_Requirements_: Below, set down verbatim the rows from the line containing "reads [[634, 339]]." up to and including the line containing "Target: man's hand".

_Extracted data_:
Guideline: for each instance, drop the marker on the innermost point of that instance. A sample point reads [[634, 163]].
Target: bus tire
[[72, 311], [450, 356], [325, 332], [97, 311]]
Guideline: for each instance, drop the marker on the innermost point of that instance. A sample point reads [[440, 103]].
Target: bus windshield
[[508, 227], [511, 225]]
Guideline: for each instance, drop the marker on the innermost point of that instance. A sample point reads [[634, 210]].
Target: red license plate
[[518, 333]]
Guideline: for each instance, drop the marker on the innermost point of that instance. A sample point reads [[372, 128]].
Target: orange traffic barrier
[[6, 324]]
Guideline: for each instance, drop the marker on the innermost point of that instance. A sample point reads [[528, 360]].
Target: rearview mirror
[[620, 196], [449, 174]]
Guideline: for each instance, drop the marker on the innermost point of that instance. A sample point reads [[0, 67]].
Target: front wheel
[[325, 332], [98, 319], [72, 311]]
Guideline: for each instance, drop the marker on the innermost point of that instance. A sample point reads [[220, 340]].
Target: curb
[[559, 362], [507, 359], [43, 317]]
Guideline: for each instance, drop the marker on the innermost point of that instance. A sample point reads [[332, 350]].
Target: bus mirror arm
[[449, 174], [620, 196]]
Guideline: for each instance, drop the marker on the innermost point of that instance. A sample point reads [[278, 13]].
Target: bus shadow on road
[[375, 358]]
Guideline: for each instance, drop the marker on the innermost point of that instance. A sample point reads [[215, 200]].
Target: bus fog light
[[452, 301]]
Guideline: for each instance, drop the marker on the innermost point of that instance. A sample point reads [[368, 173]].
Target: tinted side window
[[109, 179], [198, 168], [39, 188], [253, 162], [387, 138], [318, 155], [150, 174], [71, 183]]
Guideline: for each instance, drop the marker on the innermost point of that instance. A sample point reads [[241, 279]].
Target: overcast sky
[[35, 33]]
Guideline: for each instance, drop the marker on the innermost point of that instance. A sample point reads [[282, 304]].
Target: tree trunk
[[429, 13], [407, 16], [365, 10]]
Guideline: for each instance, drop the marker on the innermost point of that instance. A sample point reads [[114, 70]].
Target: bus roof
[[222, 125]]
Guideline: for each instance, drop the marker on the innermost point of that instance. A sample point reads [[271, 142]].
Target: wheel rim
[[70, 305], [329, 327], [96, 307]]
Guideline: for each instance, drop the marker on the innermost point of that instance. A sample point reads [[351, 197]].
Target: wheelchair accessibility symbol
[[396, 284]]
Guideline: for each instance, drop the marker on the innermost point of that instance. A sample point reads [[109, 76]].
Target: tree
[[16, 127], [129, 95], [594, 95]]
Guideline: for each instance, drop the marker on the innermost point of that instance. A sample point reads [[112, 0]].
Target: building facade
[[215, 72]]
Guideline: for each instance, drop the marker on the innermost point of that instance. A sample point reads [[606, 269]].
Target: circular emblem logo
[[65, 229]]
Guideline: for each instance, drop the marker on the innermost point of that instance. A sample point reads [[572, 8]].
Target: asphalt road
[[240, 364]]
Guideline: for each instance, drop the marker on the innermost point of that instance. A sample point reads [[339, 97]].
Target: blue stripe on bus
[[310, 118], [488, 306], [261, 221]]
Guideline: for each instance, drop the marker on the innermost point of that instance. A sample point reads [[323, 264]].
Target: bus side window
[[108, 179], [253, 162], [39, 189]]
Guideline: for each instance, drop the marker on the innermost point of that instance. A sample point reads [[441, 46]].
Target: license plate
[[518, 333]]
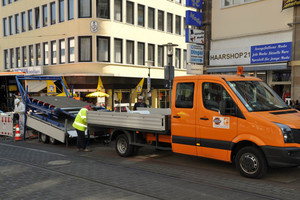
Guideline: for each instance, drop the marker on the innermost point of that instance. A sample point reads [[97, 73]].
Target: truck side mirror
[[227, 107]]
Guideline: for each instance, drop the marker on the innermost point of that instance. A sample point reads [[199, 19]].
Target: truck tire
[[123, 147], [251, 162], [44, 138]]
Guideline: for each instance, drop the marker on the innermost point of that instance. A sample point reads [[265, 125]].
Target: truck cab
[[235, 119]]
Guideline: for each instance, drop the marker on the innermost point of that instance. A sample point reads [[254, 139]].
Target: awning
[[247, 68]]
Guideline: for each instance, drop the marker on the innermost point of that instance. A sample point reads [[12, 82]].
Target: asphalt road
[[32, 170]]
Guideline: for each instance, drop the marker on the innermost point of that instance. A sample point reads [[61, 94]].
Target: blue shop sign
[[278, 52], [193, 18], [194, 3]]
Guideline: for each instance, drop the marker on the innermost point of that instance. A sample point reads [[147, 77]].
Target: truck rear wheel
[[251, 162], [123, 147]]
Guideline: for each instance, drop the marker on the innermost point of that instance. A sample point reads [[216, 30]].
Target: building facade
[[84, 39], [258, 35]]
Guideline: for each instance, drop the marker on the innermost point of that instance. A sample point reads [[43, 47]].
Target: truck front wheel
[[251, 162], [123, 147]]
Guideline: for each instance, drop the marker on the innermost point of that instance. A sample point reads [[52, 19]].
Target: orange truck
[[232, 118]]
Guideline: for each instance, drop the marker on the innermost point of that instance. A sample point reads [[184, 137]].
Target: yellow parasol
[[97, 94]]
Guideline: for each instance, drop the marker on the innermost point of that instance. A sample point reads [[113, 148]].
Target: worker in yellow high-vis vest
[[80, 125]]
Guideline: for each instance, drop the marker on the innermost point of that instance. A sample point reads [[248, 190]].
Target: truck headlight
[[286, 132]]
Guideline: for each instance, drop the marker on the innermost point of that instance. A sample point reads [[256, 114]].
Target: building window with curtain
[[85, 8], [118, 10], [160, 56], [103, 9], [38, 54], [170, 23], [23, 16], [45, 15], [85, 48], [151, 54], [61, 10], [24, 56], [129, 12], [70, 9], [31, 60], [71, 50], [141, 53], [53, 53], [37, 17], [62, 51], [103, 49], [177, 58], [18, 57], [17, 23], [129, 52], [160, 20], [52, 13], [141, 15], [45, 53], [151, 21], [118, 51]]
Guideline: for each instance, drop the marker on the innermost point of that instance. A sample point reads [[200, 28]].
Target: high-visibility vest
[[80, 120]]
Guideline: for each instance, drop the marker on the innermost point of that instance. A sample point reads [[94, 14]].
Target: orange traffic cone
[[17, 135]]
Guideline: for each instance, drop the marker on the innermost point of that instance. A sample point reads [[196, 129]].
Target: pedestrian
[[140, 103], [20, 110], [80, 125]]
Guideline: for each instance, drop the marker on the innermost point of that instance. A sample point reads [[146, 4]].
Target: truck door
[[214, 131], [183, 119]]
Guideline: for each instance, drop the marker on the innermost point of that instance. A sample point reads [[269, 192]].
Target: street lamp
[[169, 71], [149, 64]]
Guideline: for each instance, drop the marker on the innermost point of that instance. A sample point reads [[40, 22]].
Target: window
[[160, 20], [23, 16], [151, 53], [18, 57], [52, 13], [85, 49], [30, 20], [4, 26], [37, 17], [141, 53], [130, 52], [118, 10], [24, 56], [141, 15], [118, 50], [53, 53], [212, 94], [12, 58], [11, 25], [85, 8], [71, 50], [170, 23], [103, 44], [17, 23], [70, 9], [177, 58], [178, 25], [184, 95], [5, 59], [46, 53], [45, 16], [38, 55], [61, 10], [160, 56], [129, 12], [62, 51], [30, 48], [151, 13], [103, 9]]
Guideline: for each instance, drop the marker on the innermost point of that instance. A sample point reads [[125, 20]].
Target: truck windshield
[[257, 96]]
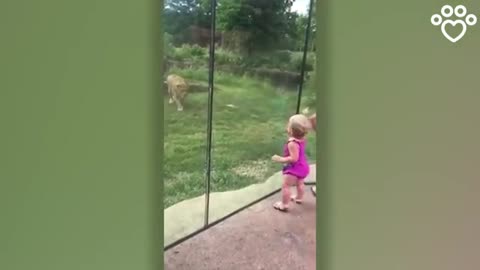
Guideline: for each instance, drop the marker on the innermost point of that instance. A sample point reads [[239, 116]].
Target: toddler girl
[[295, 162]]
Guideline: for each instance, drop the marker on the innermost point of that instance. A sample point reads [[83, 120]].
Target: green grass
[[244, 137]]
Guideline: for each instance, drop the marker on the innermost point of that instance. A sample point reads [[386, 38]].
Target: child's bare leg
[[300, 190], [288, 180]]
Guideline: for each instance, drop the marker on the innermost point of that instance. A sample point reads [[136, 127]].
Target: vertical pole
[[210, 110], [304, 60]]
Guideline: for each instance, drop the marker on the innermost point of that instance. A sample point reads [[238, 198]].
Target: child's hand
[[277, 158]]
* * *
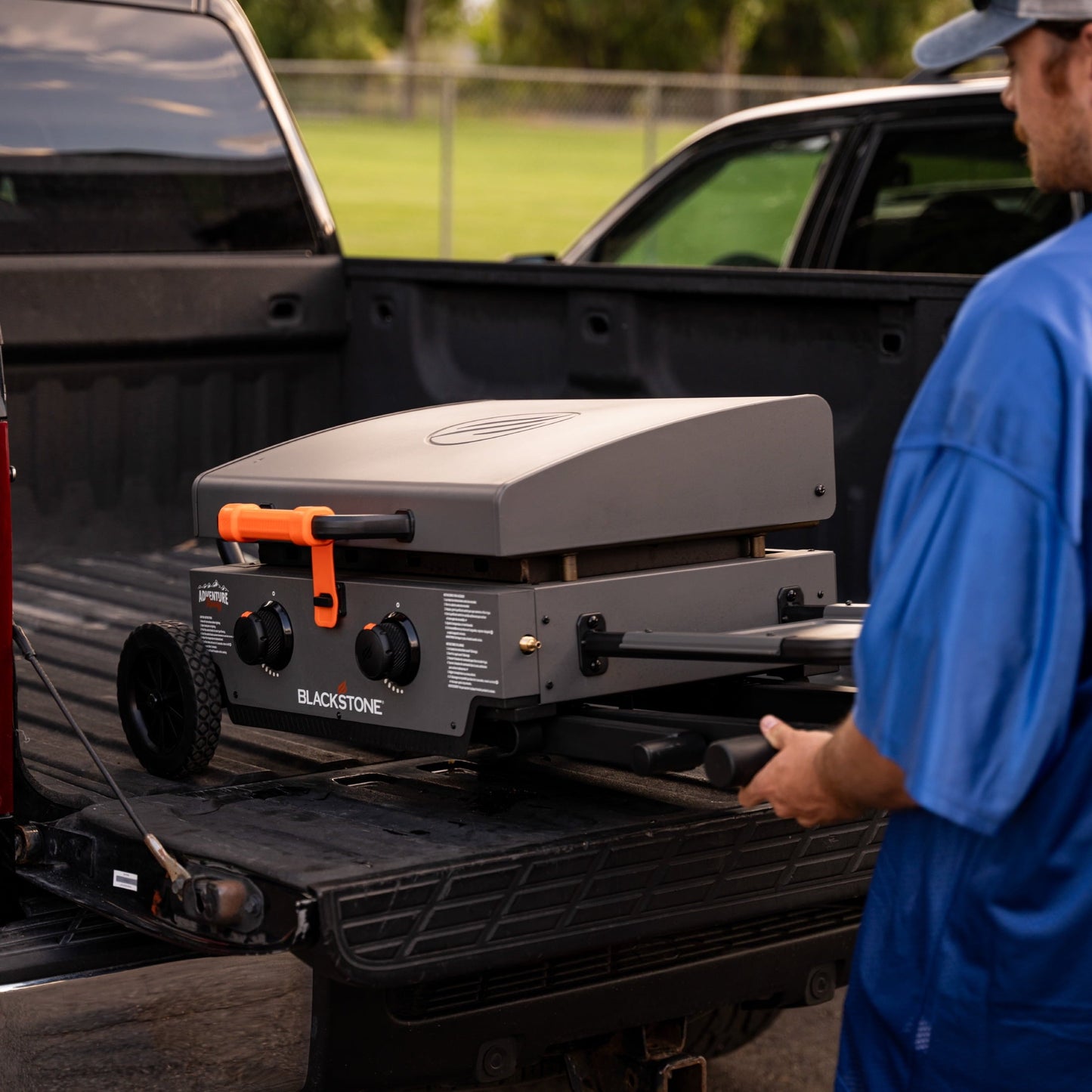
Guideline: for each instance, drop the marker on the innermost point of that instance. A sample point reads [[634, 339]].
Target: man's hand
...
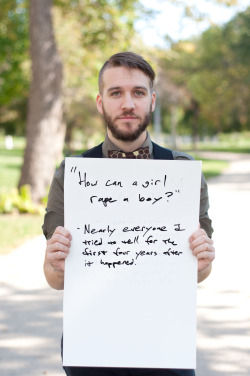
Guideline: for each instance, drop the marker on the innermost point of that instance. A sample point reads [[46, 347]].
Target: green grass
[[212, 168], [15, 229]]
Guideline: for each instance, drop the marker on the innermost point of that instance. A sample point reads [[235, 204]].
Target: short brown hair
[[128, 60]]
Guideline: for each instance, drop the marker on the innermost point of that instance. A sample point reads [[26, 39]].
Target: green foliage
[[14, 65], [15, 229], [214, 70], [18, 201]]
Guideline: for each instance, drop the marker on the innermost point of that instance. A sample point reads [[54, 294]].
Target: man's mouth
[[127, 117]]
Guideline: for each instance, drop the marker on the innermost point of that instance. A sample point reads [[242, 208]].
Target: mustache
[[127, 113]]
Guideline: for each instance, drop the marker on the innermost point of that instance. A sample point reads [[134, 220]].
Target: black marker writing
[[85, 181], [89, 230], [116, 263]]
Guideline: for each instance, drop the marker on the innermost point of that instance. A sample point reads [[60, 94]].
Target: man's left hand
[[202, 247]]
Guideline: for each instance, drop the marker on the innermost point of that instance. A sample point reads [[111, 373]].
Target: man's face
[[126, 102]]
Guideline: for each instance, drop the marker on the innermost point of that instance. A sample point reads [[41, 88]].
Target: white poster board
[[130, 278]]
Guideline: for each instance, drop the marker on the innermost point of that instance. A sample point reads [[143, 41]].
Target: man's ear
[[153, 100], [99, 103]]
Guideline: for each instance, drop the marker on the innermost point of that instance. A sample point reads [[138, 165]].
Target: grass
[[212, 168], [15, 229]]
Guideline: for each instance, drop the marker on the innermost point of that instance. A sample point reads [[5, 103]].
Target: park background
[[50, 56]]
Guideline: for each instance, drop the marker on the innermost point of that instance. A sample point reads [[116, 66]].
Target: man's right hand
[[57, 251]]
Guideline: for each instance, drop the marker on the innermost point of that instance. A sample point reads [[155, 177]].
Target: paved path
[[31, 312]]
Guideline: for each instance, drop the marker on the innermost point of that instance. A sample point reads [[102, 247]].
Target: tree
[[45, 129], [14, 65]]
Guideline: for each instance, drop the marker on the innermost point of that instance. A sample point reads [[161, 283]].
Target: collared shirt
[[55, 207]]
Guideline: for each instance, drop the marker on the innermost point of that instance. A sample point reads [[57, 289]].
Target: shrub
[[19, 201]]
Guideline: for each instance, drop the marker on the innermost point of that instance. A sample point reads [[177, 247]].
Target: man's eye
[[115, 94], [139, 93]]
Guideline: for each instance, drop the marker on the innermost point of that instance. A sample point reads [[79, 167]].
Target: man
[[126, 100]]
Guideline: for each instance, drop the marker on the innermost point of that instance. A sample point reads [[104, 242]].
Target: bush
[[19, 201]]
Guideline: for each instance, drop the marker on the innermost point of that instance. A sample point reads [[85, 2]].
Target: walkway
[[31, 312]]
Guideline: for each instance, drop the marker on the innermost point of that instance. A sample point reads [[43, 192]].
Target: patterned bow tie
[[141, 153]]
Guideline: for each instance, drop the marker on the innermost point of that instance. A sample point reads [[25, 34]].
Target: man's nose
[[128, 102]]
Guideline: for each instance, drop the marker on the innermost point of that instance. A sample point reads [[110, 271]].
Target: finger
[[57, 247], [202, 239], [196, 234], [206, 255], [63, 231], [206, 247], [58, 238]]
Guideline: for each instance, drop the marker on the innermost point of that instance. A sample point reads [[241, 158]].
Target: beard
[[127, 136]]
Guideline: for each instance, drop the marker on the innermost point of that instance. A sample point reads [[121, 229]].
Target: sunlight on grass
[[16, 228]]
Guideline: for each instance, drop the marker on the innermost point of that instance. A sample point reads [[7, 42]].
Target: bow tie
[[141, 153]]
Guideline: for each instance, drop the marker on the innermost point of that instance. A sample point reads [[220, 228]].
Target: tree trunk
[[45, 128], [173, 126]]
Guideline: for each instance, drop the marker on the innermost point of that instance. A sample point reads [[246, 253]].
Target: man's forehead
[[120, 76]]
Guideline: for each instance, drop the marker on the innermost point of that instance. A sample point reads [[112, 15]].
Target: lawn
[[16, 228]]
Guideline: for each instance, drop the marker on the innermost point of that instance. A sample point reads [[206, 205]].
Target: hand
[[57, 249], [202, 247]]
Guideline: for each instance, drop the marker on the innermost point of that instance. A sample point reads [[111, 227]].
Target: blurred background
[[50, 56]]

_Task result_:
Guideline: for each instance, drop the marker on the innermost point of that instance. A sample point reads [[634, 339]].
Target: man's hand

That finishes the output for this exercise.